▶ **TASK BRIEF**:
Copy the stretch of records from the line containing "the tent entrance" through the end of the records, keeping every line and shifting each coordinate in the answers by -33.

--*--

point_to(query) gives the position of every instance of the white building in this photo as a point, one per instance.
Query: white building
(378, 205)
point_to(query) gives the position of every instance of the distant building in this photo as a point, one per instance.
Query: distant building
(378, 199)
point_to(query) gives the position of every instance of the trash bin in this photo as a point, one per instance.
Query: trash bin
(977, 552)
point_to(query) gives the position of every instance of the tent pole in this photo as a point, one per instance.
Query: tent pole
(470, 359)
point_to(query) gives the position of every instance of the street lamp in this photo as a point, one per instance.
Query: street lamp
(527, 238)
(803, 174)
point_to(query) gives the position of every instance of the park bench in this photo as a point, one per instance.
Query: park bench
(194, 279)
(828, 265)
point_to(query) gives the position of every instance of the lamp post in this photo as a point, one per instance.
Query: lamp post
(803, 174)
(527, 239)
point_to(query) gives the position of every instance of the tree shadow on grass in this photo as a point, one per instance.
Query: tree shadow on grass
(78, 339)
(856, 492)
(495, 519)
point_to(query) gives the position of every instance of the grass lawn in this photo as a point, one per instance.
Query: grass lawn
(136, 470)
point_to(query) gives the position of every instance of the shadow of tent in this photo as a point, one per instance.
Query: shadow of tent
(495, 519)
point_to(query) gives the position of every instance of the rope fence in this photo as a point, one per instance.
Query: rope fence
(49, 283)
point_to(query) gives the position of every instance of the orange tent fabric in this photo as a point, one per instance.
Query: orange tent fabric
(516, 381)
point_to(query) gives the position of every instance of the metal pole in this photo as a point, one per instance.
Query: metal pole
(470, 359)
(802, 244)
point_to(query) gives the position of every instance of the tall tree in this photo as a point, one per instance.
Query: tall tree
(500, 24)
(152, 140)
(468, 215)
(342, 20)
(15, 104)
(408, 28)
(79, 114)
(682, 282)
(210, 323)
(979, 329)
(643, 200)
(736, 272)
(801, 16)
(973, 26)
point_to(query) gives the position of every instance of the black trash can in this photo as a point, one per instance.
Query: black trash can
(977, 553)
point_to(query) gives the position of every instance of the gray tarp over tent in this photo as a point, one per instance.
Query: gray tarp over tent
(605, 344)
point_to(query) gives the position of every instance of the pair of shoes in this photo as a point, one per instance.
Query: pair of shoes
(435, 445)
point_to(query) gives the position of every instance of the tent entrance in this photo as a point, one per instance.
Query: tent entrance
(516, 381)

--*--

▶ **CORRECT ANSWER**:
point_to(query) gives the position of every instance of the tent entrance in this photo as a point, one per instance.
Query: tent entrance
(483, 348)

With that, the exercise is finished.